• Listed entries:
━━━━━━━━━━━━━━━━

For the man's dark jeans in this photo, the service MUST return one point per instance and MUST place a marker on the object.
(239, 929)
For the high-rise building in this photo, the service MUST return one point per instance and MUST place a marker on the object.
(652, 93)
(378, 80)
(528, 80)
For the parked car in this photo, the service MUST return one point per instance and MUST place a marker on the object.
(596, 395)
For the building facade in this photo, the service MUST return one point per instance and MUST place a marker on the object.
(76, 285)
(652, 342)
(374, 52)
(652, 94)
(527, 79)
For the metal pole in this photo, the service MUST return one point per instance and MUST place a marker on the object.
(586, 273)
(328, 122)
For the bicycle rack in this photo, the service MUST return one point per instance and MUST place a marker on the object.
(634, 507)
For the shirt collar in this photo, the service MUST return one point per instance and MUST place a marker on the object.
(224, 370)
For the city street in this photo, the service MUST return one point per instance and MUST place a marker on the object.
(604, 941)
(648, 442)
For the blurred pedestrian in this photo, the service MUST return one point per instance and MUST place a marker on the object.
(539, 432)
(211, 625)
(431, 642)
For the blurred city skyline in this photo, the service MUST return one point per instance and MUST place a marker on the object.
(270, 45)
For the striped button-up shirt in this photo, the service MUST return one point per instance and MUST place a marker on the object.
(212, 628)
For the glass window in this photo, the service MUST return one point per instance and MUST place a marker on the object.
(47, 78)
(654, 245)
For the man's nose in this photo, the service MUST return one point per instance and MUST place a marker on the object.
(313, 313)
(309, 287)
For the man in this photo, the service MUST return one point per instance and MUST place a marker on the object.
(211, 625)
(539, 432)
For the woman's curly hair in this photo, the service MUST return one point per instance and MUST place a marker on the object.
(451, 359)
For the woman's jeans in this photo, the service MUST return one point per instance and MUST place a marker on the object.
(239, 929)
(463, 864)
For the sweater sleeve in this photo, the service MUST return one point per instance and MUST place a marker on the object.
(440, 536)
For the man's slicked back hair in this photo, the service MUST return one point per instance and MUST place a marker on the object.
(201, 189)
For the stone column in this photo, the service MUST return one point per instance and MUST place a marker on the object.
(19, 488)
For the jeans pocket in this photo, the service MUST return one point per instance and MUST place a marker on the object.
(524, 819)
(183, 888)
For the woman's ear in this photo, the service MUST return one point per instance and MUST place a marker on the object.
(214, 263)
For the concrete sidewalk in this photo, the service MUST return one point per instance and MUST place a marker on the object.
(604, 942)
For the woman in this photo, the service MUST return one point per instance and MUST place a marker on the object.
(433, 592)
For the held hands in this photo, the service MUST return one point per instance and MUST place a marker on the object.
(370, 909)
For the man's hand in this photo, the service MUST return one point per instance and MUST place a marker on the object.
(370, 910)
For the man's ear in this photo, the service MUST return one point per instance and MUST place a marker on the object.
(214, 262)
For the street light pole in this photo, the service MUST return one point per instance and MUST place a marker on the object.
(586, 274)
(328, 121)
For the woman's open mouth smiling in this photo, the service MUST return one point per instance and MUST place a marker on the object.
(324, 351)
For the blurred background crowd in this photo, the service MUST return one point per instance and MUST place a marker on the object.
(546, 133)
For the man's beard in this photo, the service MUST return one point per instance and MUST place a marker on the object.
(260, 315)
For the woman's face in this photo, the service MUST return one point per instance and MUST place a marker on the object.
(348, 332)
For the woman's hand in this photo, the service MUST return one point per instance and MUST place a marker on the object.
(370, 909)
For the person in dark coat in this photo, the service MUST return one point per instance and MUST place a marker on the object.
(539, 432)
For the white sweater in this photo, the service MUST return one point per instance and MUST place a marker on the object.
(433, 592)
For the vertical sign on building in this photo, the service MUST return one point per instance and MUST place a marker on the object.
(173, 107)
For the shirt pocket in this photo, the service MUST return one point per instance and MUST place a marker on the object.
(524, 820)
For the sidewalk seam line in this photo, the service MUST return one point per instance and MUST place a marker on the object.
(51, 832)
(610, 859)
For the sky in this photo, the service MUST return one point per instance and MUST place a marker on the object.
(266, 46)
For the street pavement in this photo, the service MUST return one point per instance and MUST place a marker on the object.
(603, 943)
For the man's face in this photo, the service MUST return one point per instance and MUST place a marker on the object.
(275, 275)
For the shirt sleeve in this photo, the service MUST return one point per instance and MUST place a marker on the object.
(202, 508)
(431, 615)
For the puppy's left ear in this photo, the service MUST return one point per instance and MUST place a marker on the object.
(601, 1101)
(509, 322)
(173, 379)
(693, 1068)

━━━━━━━━━━━━━━━━

• Exercise prompt:
Please restate every line of the records exactly.

• Result below:
For the man's dark jeans in this photo, the service MUST return one point per instance and MUST place a marker on the object.
(239, 929)
For the high-rise building in this photo, the service MUST return one point per instance and MUST place a marker on the object.
(652, 93)
(378, 80)
(528, 80)
For the parked car in this photo, the service MUST return one point per instance and MUST place a marker on the object.
(596, 395)
For the building facade in this photo, the service MUST return one point per instance and MUST place a marker on the object.
(76, 285)
(652, 342)
(374, 52)
(652, 94)
(527, 79)
For the metal pole in this photo, the service MUST return one point per instance and MUST place a marker on the object.
(586, 273)
(328, 122)
For the bicycle rack in this photo, the service MUST return one point per instance and MUST place a marker on the object.
(634, 507)
For the shirt collar in this photo, the service MUST return one point per instance and MUST place a marker on the object.
(224, 370)
For the city street in this photo, the service MUST return one point per instance and MUST place a marker on the object.
(604, 941)
(648, 442)
For the blurred pedestrian in this photo, the service MUST return one point per instance and MUST place a marker on the object.
(539, 432)
(211, 625)
(431, 642)
For the blurred city skyline in this photo, the service MUST return one point per instance and MUST place a marker on the object.
(270, 45)
For the striped button-up shirt in this photo, the service MUST return one point per instance and MUST place a marker on the object.
(212, 628)
For the glass window in this photo, the service MUST return one point per instance and MUST place a marker on the object.
(47, 78)
(654, 245)
For the man's nose in this photo, the service MUST return one point per instance and MUST place a marker on the object.
(313, 313)
(309, 287)
For the man in this photo, the service MUST return one point per instance and MUST place a marker on the object.
(211, 625)
(539, 432)
For the woman's curly hair in this photo, the service MUST return one point per instance and MUST place a marker on the object.
(451, 359)
For the woman's jeans in this photo, the service MUST return one point per instance and MUST place a marker on the object.
(239, 929)
(463, 864)
For the sweater sleeve in this photo, the service MUST return one point per instance and MUST place a marker on the object.
(440, 536)
For the man's slicked back hair in this photo, the service MUST return one point per instance and MUST place a marker on the object.
(201, 189)
For the stone column in this photo, the service MUST return one point per instance and MUST place a marker on the object.
(19, 488)
For the jeans pocket in this photo, the service MUST return one point per instance and MUST place a marker on the object.
(524, 819)
(183, 888)
For the woman's ear in this photo, the service MUST return one point per instance and MUST place a marker on the object.
(214, 263)
For the concrete sidewalk in this photo, the service MUST return one point per instance and MUST place a marker on the object.
(604, 942)
For the woman in this photo, the service MUST return one point per instance and MUST place a marker on the object.
(433, 592)
For the held hands in this photo, the service MUST return one point per instance and MUST place a marker on the object.
(370, 909)
For the man's hand in this photo, the service MUST return one point per instance and MUST place a marker on the object.
(370, 910)
For the man's ear in this photo, the service MUST return one point per instance and MUST place a marker on the object.
(214, 262)
For the street light pole in this photo, the service MUST return one point per instance and MUST place a marker on the object.
(586, 274)
(328, 121)
For the woman's open mouth smiling in this photo, the service MUST return one point per instance and MUST place a marker on the object.
(324, 351)
For the blurred background crowd in this photo, the service MUST return one point per instance and MUST place a marker on the object.
(546, 133)
For the man's beard in this photo, the service MUST return one point per instance and MUST place a marker on the object.
(260, 315)
For the woman's face in this photo, the service MUST return one point per instance and MUST place a marker on the object.
(348, 332)
For the woman's hand in this photo, the service MUST return one point per instance and MUST place a marker on the object.
(370, 909)
For the person in dark coat in this photo, the service MUST return one point per instance and MUST place a marker on the object.
(539, 432)
For the white sweater in this photo, the service MUST return one point per instance and MUST place a marker on the object.
(433, 592)
For the vertical sign on building in this photo, the service MUST return one point per instance and MUST place a marker on the object.
(173, 107)
For the shirt pocket in this photo, the service MUST return one point per instance and MUST place a marker on the object.
(524, 820)
For the sidewalk seam line in this photo, the service MUST return one point per instance and MUST place a marker on the object.
(51, 832)
(610, 859)
For the sky in this photo, the service MUST return one point per instance and MUST place a marker on the object.
(266, 46)
For the street pavement in this photo, the service MUST return one point per instance and MUST place a marker on the object.
(603, 943)
For the man's face in this photo, the service MUST return one point per instance and MUST place a marker on the object.
(275, 275)
For the shirt sleeve in this photo, the service MUST return one point per instance and MUST place a marker on the object.
(202, 508)
(431, 615)
For the puppy's left ear in this photo, the service MUST return one point per instance and MUST place a marker on the object.
(601, 1101)
(509, 322)
(173, 379)
(693, 1068)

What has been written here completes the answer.